CONSIGNE 1 →
D'après le texte proposé, quelle période suit la peine d'emprisonnement dans la collectivité de 18 mois ?

TEXTE PROPOSÉ →
____________________

La Cour d’appel substitue à l’incarcération une peine d’emprisonnement de 18 mois dans la collectivité pour un jeune délinquant reconnu coupable d’agression sexuelle
Casavant c. R., 2025 QCCA 20
Lors d’une fête, l’appelant et la plaignante, tous deux âgés de 19 ans, se retrouvent dans une chambre. Alors que la plaignante est endormie, elle est réveillée par les attouchements de l’appelant, qui la pénètre ensuite.
La Cour d’appel est d’avis qu’en imposant une peine d’incarcération de 18 mois, le juge a uniquement et erronément priorisé les objectifs de dénonciation et de dissuasion afin de répondre au crime. Bien que l’art. 718.04 C.cr. souligne l’importance de ces objectifs lorsque des personnes vulnérables sont victimes, il demeure que tous les objectifs pénologiques doivent être considérés et que la possibilité d’une peine d’emprisonnement dans la collectivité ne peut être écartée.
Considérant les facteurs atténuants – très jeune âge au moment du crime, absence d’antécédents criminels, risque de récidive presque inexistant, respect des conditions de mise en liberté, actif pour la société, soutien familial et bon réseau social – la Cour d’appel substitue à l’incarcération une peine d’emprisonnement dans la collectivité d’une durée de 18 mois, suivie d’une année de probation.
« [64] Il faut réitérer le message voulant que l’agression sexuelle constitue un crime grave qui en soi comporte des conséquences graves. Il s’agit de la définition même du comportement prohibé. Il n’est toutefois pas impossible d’envisager une peine autre que l’emprisonnement dans un cas donné, si cette peine demeure proportionnelle aux circonstances et au délinquant. À tort ou à raison, ces cas seront peut-être rares, mais notre Cour a souvent répété que la sévérité d’une peine n’est pas l’apanage de l’emprisonnement […]
[65] Parallèlement aux discussions des tribunaux canadiens, et postérieurement aux arrêts évoqués de la Cour suprême, le législateur s’est de nouveau exprimé en novembre 2022 en rouvrant la possibilité de recourir à l’emprisonnement dans la collectivité, notamment pour cette infraction. Ce faisant, le législateur n’envoie pas le message qu’il faut être moins sévère dans l’approche de la peine, mais plutôt qu’il faut réfléchir autrement, même pour des crimes graves. Notamment, les circonstances se prêtent parfois à ce que des individus qui ne présentent pas une menace inacceptable pour la sécurité du public purgent leur peine d’emprisonnement dans la collectivité si la durée appropriée de celle-ci est de moins de deux ans.

____________________

CONSIGNE 2 →
Relevez, dans la liste ci-dessous, toutes les lignes où figure la chaîne « Target », et recopiez-les sans modification.

____________________

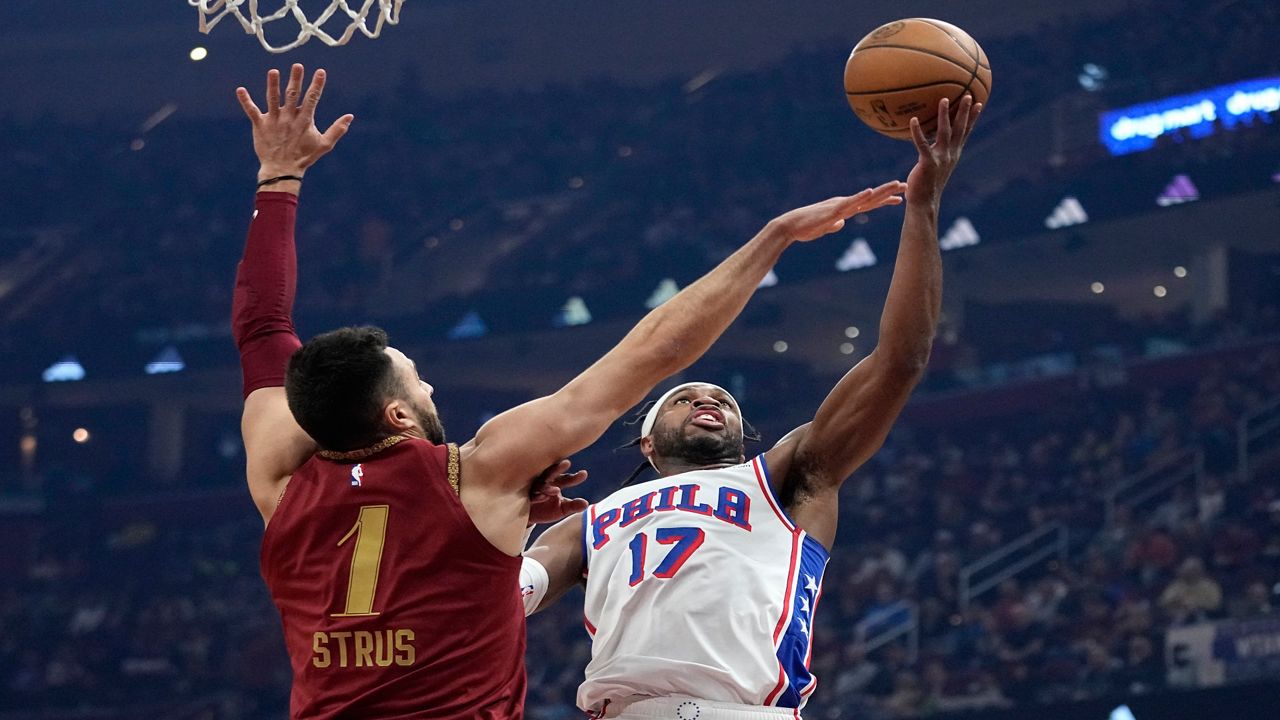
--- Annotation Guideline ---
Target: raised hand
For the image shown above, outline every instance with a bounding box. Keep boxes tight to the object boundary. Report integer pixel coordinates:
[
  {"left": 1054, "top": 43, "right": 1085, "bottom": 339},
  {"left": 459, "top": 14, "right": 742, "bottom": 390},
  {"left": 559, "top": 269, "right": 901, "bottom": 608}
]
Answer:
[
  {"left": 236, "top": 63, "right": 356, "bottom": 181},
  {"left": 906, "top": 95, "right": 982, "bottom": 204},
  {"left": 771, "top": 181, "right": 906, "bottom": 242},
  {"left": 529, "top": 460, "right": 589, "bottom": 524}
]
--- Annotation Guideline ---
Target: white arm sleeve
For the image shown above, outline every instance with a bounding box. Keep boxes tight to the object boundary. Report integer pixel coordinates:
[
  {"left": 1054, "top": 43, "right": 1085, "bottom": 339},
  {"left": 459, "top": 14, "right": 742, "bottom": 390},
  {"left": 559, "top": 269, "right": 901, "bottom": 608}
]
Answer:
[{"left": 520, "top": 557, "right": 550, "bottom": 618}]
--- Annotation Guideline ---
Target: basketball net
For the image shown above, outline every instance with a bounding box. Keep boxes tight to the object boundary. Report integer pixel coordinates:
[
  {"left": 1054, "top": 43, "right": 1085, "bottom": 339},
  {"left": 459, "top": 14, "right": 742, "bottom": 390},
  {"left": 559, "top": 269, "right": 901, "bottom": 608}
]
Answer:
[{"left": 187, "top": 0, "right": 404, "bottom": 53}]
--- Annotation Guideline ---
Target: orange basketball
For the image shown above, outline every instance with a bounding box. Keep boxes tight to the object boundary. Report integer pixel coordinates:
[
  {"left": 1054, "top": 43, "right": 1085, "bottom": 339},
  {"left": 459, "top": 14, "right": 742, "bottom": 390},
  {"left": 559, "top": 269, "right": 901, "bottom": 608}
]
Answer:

____________________

RÉPONSE 1 →
Une année de probation.

RÉPONSE 2 →
Target: raised hand
Target: white arm sleeve
Target: basketball net
Target: orange basketball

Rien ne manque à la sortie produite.